§ **Information supplied**
* * * *

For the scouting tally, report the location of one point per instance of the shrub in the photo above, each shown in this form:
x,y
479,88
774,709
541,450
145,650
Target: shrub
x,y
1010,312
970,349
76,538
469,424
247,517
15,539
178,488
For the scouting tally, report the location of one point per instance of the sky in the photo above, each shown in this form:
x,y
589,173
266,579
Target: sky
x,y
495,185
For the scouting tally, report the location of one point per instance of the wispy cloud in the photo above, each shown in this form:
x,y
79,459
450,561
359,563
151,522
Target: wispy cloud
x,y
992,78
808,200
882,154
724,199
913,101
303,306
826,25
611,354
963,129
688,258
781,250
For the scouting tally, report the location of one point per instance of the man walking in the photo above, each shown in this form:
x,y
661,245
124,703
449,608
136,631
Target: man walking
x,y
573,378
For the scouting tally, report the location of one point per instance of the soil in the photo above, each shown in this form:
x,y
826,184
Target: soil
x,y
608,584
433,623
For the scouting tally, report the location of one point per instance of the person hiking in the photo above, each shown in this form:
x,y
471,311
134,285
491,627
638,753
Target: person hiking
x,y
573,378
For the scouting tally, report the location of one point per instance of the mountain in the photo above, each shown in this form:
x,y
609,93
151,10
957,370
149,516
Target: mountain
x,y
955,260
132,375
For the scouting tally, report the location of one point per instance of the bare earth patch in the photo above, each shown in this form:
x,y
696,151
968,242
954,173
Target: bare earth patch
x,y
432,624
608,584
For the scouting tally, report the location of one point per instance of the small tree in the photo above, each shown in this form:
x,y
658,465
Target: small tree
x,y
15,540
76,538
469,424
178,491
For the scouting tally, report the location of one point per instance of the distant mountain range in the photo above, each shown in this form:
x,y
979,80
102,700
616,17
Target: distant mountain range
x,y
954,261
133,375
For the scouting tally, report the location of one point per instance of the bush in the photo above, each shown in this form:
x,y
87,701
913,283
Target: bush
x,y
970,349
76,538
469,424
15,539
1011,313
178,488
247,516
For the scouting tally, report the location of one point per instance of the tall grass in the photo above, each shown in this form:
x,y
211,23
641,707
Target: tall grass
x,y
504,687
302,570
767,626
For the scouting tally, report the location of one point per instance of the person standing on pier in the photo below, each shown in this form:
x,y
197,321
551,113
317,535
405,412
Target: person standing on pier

* * * *

§ **Job**
Exact output of every entry is required.

§ **Correct answer**
For the scouting tally, report the location of one point per instance of the shrub in the photo above, each shown in this form:
x,y
479,88
774,709
541,450
145,650
Target: shrub
x,y
1010,312
970,349
76,538
469,424
247,517
15,539
178,488
For the scouting tally, report the location of one point per instance of the sky in the photo above, each shown in this form:
x,y
589,173
266,579
Target: sky
x,y
495,185
For the scouting tally, report the location of one point per instance of the wispy cloud in the photo above, each shown in this form:
x,y
79,459
450,561
359,563
151,522
Target: wispy cloud
x,y
992,78
808,200
882,154
724,199
913,101
303,306
826,25
611,354
963,129
688,258
781,250
For the scouting tally, report the location of one point per instance of the man walking in the photo above, each shown in this form:
x,y
661,245
124,703
449,608
136,631
Target: man walking
x,y
573,378
For the scouting tally, report the location of one point per instance of the soil in the photo above, each shown in this form:
x,y
826,184
Target: soil
x,y
608,584
433,623
For the scouting tally, report the location of one point per instance of the person hiking in the photo above, each shown in this form:
x,y
471,311
134,285
491,627
638,753
Target: person hiking
x,y
573,378
For the scouting tally, report the location of one point per instance of the mountain in the photo above, each shown in this form:
x,y
609,93
151,10
957,370
149,516
Target: mountain
x,y
955,260
132,375
For the scouting tally, report the location of one point per instance of the bare earth patch in the photo above, each shown in this form:
x,y
696,151
968,242
954,173
Target: bare earth patch
x,y
432,624
608,584
For the scouting tally, report the location of one point per instance of the small tree in the photo above, each shown in this form:
x,y
658,465
Target: small tree
x,y
15,540
76,538
469,424
178,491
For the scouting tally, report the location of one point per instance of the distant mountain range in the photo above, each shown in this form:
x,y
979,80
102,700
616,17
Target: distant mountain range
x,y
954,261
133,375
For the scouting tally, report the location of one point per instance of the bush in the photo above, each shown in this form:
x,y
87,701
913,283
Target: bush
x,y
970,349
76,538
469,424
15,539
1011,313
178,488
247,516
For the scouting tally, report the location of one point per instance of the tall grass in the photo above, each shown in this form:
x,y
211,23
641,707
Target: tall grass
x,y
504,687
302,570
767,626
For the scouting tally, report the location of one point per instance of the person standing on pier in the photo below, each shown in this form:
x,y
197,321
551,113
317,535
405,412
Target: person standing on pier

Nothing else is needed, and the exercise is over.